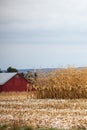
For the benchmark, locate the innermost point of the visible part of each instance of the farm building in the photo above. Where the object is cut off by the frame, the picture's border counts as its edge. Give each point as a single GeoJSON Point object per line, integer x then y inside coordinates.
{"type": "Point", "coordinates": [12, 82]}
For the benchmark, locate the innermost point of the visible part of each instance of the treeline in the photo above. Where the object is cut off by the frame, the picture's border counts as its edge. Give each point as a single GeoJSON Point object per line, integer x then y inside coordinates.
{"type": "Point", "coordinates": [30, 76]}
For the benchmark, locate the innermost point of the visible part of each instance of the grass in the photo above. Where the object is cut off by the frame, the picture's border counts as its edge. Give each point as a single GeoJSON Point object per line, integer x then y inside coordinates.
{"type": "Point", "coordinates": [6, 127]}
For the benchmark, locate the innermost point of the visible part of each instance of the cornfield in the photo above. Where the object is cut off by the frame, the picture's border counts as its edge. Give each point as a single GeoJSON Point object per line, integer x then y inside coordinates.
{"type": "Point", "coordinates": [69, 83]}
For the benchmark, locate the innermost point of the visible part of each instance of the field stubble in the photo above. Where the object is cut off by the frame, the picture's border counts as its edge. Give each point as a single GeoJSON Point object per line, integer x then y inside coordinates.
{"type": "Point", "coordinates": [16, 108]}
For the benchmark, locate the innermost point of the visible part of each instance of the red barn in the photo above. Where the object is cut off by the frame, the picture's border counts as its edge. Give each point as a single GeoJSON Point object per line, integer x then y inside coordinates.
{"type": "Point", "coordinates": [12, 82]}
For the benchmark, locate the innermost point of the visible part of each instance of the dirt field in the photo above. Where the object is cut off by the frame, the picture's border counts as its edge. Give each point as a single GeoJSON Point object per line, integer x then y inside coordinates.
{"type": "Point", "coordinates": [20, 109]}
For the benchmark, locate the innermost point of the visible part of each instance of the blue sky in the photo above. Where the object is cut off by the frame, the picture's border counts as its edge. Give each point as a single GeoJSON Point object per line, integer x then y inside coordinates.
{"type": "Point", "coordinates": [43, 33]}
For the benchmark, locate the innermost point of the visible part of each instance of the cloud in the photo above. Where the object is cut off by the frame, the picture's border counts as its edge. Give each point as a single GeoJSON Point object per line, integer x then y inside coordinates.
{"type": "Point", "coordinates": [44, 14]}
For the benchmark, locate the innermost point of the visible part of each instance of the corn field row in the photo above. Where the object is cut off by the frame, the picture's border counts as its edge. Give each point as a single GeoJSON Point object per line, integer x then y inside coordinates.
{"type": "Point", "coordinates": [69, 83]}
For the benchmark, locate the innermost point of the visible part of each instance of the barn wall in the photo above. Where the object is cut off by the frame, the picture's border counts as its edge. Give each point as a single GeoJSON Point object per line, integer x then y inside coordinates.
{"type": "Point", "coordinates": [0, 88]}
{"type": "Point", "coordinates": [17, 83]}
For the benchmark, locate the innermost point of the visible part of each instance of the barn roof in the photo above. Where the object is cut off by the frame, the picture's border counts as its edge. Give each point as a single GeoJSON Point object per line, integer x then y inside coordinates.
{"type": "Point", "coordinates": [4, 77]}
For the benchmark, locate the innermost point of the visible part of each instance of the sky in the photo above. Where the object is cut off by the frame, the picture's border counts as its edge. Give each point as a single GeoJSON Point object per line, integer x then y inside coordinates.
{"type": "Point", "coordinates": [43, 33]}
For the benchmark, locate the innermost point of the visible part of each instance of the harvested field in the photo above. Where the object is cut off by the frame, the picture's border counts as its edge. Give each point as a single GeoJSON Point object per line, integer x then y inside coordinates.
{"type": "Point", "coordinates": [67, 114]}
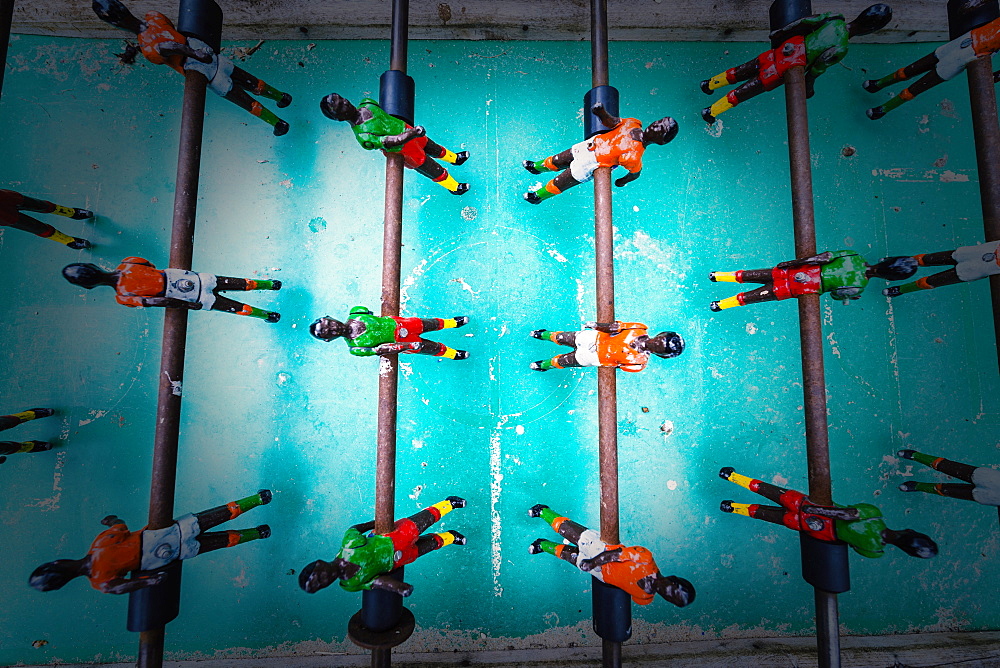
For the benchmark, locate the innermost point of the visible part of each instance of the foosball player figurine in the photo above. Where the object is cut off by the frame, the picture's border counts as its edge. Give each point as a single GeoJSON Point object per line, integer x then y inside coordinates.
{"type": "Point", "coordinates": [368, 334]}
{"type": "Point", "coordinates": [843, 274]}
{"type": "Point", "coordinates": [622, 145]}
{"type": "Point", "coordinates": [138, 283]}
{"type": "Point", "coordinates": [11, 421]}
{"type": "Point", "coordinates": [631, 569]}
{"type": "Point", "coordinates": [970, 264]}
{"type": "Point", "coordinates": [626, 345]}
{"type": "Point", "coordinates": [162, 44]}
{"type": "Point", "coordinates": [944, 63]}
{"type": "Point", "coordinates": [859, 525]}
{"type": "Point", "coordinates": [814, 42]}
{"type": "Point", "coordinates": [116, 551]}
{"type": "Point", "coordinates": [365, 557]}
{"type": "Point", "coordinates": [982, 484]}
{"type": "Point", "coordinates": [13, 203]}
{"type": "Point", "coordinates": [374, 128]}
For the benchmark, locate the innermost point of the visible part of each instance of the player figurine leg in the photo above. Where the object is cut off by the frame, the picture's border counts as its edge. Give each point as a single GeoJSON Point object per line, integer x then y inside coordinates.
{"type": "Point", "coordinates": [366, 558]}
{"type": "Point", "coordinates": [13, 203]}
{"type": "Point", "coordinates": [981, 485]}
{"type": "Point", "coordinates": [16, 447]}
{"type": "Point", "coordinates": [631, 569]}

- WORK TO BE COMPLETED:
Only the lines from the one containing "of the player" to the end of the records should be repeated, exactly as they appear.

- WRITTEN SOLUTION:
For the benchmark, locate the innermost point of the visible part of each instance of the player figurine leg in the photo above. Where the object is cut off by the frame, the picture's border counts as its edge. Give each point as a single GeoJSON Point object per line, integer x then y inside coordinates.
{"type": "Point", "coordinates": [366, 558]}
{"type": "Point", "coordinates": [13, 203]}
{"type": "Point", "coordinates": [981, 485]}
{"type": "Point", "coordinates": [16, 447]}
{"type": "Point", "coordinates": [631, 569]}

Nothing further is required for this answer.